▸ Task brief
Repeat the passage of the article on the Atlas 5 and Delta 4 milestones from "The SBIRS GEO" to "liftoff next Thursday.", word for word.

Start of Page excerpt

Atlas 5 and Delta 4 achieve milestones in parallel on the same morning

The SBIRS GEO Flight 3 satellite will be launched next week. Credit: Lockheed Martin

CAPE CANAVERAL — Critical operations were completed this morning by United Launch Alliance at Cape Canaveral to prepare two rockets for upcoming flights into space.

At the Vertical Integration Facility adjacent to Complex 41, the U.S. military’s $1.2 billion SBIRS GEO Flight 3 spacecraft was hoisted atop its Atlas 5 booster for liftoff next Thursday.

And down the road at Complex 37, the Delta 4 rocket that will launch a military communications satellite March 8 was hydraulically erected on the pad to begin its pre-flight campaign.

The missions will be ULA’s 46th and 47th conducted for the U.S. Air Force over the past decade.

The third Space Base Infrared Systems Geosynchronous Earth Orbit, or SBIRS GEO Flight 3, was delivered to the VIF for mating from the National Reconnaissance Office’s Eastern Processing Facility at Cape Canaveral early today.

End of Page excerpt
Start of Given material

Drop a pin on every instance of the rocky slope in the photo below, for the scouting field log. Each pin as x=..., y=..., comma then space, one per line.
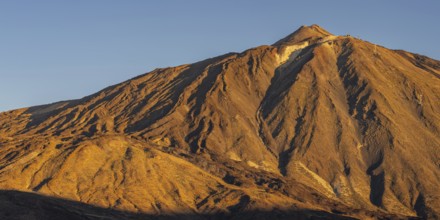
x=315, y=121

End of Given material

▸ Solution to the problem
The SBIRS GEO Flight 3 satellite will be launched next week. Credit: Lockheed Martin

CAPE CANAVERAL — Critical operations were completed this morning by United Launch Alliance at Cape Canaveral to prepare two rockets for upcoming flights into space.

At the Vertical Integration Facility adjacent to Complex 41, the U.S. military’s $1.2 billion SBIRS GEO Flight 3 spacecraft was hoisted atop its Atlas 5 booster for liftoff next Thursday.